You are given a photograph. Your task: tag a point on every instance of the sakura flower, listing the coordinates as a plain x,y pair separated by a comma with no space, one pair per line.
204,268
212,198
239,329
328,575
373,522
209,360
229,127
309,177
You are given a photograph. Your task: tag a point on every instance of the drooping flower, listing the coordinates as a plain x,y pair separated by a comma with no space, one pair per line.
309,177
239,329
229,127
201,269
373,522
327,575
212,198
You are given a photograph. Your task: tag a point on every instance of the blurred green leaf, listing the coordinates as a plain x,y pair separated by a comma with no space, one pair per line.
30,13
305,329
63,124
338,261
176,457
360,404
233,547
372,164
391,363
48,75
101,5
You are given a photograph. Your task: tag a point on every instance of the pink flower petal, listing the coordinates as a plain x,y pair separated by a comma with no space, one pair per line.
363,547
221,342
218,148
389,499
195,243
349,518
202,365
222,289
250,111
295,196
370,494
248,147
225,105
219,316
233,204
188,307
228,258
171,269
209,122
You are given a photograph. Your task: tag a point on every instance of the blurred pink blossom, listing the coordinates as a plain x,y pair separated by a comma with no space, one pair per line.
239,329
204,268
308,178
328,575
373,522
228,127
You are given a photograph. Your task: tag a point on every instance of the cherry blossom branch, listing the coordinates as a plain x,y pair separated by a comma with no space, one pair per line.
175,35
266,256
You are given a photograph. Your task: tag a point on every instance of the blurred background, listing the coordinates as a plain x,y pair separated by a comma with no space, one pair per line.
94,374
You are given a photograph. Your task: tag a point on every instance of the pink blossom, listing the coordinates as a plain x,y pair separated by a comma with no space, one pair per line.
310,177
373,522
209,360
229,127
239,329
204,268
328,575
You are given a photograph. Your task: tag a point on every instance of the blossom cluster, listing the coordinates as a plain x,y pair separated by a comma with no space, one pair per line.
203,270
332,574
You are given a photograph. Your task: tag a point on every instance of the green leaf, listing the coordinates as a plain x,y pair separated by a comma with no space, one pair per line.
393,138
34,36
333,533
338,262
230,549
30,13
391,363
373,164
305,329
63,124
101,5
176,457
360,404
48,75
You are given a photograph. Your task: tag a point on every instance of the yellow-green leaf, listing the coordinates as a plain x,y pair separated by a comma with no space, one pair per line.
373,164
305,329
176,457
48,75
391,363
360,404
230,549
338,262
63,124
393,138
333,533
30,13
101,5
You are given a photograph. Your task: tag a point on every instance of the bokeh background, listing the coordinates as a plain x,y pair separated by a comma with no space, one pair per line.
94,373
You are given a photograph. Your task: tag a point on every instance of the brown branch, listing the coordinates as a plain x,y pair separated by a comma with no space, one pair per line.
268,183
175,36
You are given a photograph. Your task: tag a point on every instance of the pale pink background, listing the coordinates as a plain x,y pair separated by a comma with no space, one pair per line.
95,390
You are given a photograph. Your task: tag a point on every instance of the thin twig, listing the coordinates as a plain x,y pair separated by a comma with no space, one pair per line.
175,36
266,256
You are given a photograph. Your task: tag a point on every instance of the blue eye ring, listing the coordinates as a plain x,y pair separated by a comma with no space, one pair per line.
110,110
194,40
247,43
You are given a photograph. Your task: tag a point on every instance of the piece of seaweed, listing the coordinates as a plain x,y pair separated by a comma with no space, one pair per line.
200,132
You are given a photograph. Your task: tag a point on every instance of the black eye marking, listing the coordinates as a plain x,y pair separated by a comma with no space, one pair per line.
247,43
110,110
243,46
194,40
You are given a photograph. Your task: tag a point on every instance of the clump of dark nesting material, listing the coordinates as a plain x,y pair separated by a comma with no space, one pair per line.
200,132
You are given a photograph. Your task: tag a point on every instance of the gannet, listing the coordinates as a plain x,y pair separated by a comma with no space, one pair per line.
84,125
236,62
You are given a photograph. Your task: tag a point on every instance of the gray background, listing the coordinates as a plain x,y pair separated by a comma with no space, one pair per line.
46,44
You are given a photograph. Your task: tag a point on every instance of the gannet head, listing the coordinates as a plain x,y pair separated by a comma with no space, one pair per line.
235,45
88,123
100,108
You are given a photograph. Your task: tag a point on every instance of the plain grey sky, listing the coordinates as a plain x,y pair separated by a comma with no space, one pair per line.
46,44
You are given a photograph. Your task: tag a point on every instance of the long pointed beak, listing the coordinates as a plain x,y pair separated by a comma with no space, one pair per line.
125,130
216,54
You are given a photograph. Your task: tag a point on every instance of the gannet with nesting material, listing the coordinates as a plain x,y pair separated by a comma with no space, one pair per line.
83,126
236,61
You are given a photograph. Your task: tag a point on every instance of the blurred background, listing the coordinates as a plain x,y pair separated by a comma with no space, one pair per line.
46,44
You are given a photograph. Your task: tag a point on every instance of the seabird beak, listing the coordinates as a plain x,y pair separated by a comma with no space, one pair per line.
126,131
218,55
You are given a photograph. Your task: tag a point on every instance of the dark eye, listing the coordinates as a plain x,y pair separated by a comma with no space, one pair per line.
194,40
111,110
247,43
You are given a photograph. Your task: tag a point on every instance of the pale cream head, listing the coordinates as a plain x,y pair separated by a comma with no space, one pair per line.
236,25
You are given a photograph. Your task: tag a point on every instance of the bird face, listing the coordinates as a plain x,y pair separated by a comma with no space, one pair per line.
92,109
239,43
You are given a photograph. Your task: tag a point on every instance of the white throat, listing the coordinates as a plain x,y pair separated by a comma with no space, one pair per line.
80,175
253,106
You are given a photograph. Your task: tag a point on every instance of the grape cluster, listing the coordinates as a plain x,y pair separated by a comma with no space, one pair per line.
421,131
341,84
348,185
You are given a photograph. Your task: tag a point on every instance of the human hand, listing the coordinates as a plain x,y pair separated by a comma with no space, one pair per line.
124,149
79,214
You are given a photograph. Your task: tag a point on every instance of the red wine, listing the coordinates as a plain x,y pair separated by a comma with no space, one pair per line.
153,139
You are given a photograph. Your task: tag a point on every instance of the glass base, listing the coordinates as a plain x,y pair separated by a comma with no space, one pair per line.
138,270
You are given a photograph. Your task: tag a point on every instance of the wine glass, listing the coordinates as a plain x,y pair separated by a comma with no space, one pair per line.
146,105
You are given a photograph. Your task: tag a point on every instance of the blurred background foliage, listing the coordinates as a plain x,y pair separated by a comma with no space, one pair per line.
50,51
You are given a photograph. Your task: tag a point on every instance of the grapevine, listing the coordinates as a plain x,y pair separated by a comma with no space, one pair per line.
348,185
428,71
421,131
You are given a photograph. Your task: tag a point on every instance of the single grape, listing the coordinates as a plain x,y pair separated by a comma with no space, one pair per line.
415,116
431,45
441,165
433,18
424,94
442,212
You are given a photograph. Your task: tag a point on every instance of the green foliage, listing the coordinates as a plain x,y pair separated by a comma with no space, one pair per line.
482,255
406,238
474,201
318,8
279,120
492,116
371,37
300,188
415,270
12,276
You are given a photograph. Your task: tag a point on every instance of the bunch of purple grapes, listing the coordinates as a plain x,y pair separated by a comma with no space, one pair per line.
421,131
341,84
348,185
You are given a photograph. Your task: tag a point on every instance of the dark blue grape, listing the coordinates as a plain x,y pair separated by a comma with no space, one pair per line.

----

Exercise objective: Reproduce the entries above in full by retyping them exactly.

Task result:
You are given a photograph. Your task: tag a point on every instance of the sakura flower, listing the coordinates as a plain x,y pair separated by a comma with no space, one pair per line.
204,268
212,198
239,329
328,575
373,522
209,360
229,127
309,177
You are given a photograph. Your task: tag a point on every instance of the drooping flower, listing the coordinates as a plain x,y pair separated by a comma with no space, one pair per line.
309,177
239,329
229,127
201,269
373,522
327,575
212,198
You are given a photograph. Your task: tag a point on every instance of the blurred green leaf, listing the coordinates as a plain x,y pair separated by a comma with no space, one pair per line.
30,13
305,329
63,124
338,261
176,457
360,404
233,547
372,164
391,363
48,75
101,5
You are given a photograph. Your task: tag a point on every instance of the pink flower petal, listing the coordinates as a plain x,y pair separated by a comma with no space, one pair per line.
363,547
221,342
218,148
389,499
195,243
349,518
202,365
222,289
250,111
295,196
370,494
248,147
225,105
219,316
233,204
188,307
228,258
171,269
209,122
You are given a photograph. Your task: tag a point on every instance of the blurred pink blossom, listing the coordinates as a plain x,y pair separated by a comma with no space, one pair per line.
239,329
204,268
308,178
328,575
373,522
228,127
You are given a photograph. Your task: tag a point on every instance of the cherry blossom branch, listing the coordinates as a plain x,y pair separated by a comma with no space, one pair per line.
175,35
266,256
You are given a photograph. Your task: tag a point on every instance of the blurred background, listing the coordinates as a plain x,y pair separated by a comma with no space, one pair per line.
94,374
You are given a photograph. Your task: tag a point on every instance of the pink blossom, listing the coordinates as a plain x,y pair separated by a comma with no space, one pair per line.
310,177
373,522
209,360
229,127
239,329
204,268
328,575
You are given a photograph. Your task: tag a point on every instance of the blossom cluster, listing the coordinates as a plain x,y pair separated by a comma with no space, one pair per line.
203,270
332,574
You are given a photograph. Your task: tag a point on every instance of the green leaf, listing the coordinates as a plain x,y pair separated by a comma with no space, one pair per line.
393,138
34,36
333,533
338,262
230,549
30,13
391,363
373,164
305,329
63,124
101,5
176,457
360,404
48,75
You are given a photograph. Your task: tag a point on every instance of the yellow-green leaf, listing the coordinates as a plain x,y pair separated by a comma with no space, one pair per line.
373,164
305,329
176,457
48,75
391,363
360,404
230,549
338,262
63,124
393,138
333,533
30,13
101,5
You are given a photograph. Your task: tag a point on every instance of the bokeh background, listing the coordinates as a plain x,y pair separated by a comma with no space, one pair per line.
94,373
You are given a photograph. Your task: tag a point on every instance of the brown branch, listing the coordinates as a plain x,y pair separated by a comma with no space, one pair per line.
268,183
175,36
You are given a photograph. Your task: tag a point on every instance of the pale pink background, listing the coordinates as a plain x,y pair separated by a comma with no space, one pair per line.
95,390
You are given a photograph. Your task: tag a point on every instance of the thin twig, listing the coordinates as a plain x,y pair separated by a comma with no space, one pair per line.
175,36
266,256
You are given a photograph. Your task: tag a point on every instance of the blue eye ring, listing the coordinates as a plain x,y pair separated by a comma with no space, one pair per line.
110,110
194,40
247,43
You are given a photograph. Your task: tag a point on every instance of the piece of seaweed, listing the coordinates as a plain x,y pair separated by a comma with no space, one pair per line.
200,132
You are given a photograph. Your task: tag a point on every instance of the black eye marking, listing the coordinates as a plain x,y pair separated by a comma with no space, one pair per line.
247,43
110,110
243,46
194,40
You are given a photograph. Your task: tag a point on every instance of the clump of dark nesting material, listing the coordinates as a plain x,y pair separated by a comma with no space, one pair per line.
200,132
You are given a photograph. Your task: tag a point on every instance of the gannet, listing the coordinates as a plain x,y pair separated by a comma with no space, one pair per line.
84,125
236,62
You are given a photograph. Your task: tag a point on every instance of the gray background, listing the coordinates as a plain x,y pair separated by a comma with no space, one pair per line.
46,44
You are given a photograph. Your task: tag a point on every instance of the gannet head, listing the coordinates as a plain x,y pair separated by a comma with no space, one pair per line.
235,45
88,123
100,108
You are given a photograph. Your task: tag a point on every instance of the plain grey sky, listing the coordinates as a plain x,y pair separated by a comma with no space, one pair per line.
46,44
You are given a photograph. Your task: tag a point on every instance of the long pointed beak, listing the coordinates as a plain x,y pair separated by a comma with no space, one pair per line.
125,130
216,54
You are given a photograph. Your task: tag a point on every instance of the gannet with nesting material, listing the coordinates as a plain x,y pair separated by a comma with no space, one pair per line.
83,126
236,61
You are given a photograph. Your task: tag a point on every instance of the blurred background, listing the coordinates as a plain x,y pair separated by a comma with no space, one pair per line.
46,44
You are given a photograph. Your task: tag a point on every instance of the seabird beak, listing the coordinates as a plain x,y pair separated by a comma with no space, one pair per line.
126,131
218,55
You are given a photograph. Your task: tag a point on every instance of the dark eye, listing the coordinates as a plain x,y pair separated by a comma with no space, one pair per line.
194,40
111,110
247,43
You are given a photograph. Your task: tag a point on every instance of the pale cream head, listing the coordinates as a plain x,y pair separated by a comma with no space, one pair per line.
236,25
You are given a photograph. Your task: tag a point on every instance of the bird face, listing the coordinates as a plain x,y pair separated by a comma with no space, one pair per line.
92,109
239,43
You are given a photograph. Your task: tag a point on every instance of the white throat, listing the coordinates as a plain x,y pair separated by a comma with no space, one pair per line.
80,175
253,106
You are given a photograph. Your task: tag a point on every instance of the grape cluster, listing the coordinates as a plain x,y pair separated by a comma with no space, one pair per line.
421,131
341,84
348,185
You are given a photograph. Your task: tag a point on every instance of the human hand, listing the coordinates as a plain x,y pair separated by a comma with no space, one pair per line.
124,149
79,214
You are given a photograph. Your task: tag a point on every instance of the red wine, listing the coordinates as a plain x,y pair separated by a comma with no space, one pair per line.
153,139
You are given a photograph. Your task: tag a point on every instance of the glass base, listing the coordinates as a plain x,y pair separated by a comma with no space, one pair per line.
138,270
You are given a photograph. Your task: tag a point on every instance of the wine glass, listing the coordinates as a plain x,y pair separated by a comma with no space, one pair per line.
146,105
You are given a photograph. Your task: tag a point on every instance of the blurred background foliage, listing the coordinates as a plain x,y pair separated by a comma with no space, one pair per line.
50,51
You are given a photograph. Your task: tag a point on every instance of the grapevine, listing the coordinates as a plain x,y pair separated by a comma with no space, one pair per line.
348,185
428,71
421,131
You are given a photograph. Your task: tag a point on every instance of the single grape, listing the coordinates as a plain x,y pair separated by a comma with no space, one pair per line.
415,116
431,45
441,165
433,18
424,94
442,212
You are given a photograph. Your task: tag a point on every instance of the green foliage, listing the coordinates as a plain x,y pair separated by a comma with no space, one pair per line.
482,255
406,238
474,201
318,8
279,120
492,116
371,37
300,188
415,270
12,276
You are given a photograph. Your task: tag a point on every instance of the bunch of purple grapes, listing the coordinates as a plain x,y pair separated by a comma with no space, one pair per line.
421,131
341,84
348,185
You are given a photograph. Your task: tag a point on every instance of the dark blue grape, listing the coordinates as a plain x,y pair separated by a comma with no space, one pair per line.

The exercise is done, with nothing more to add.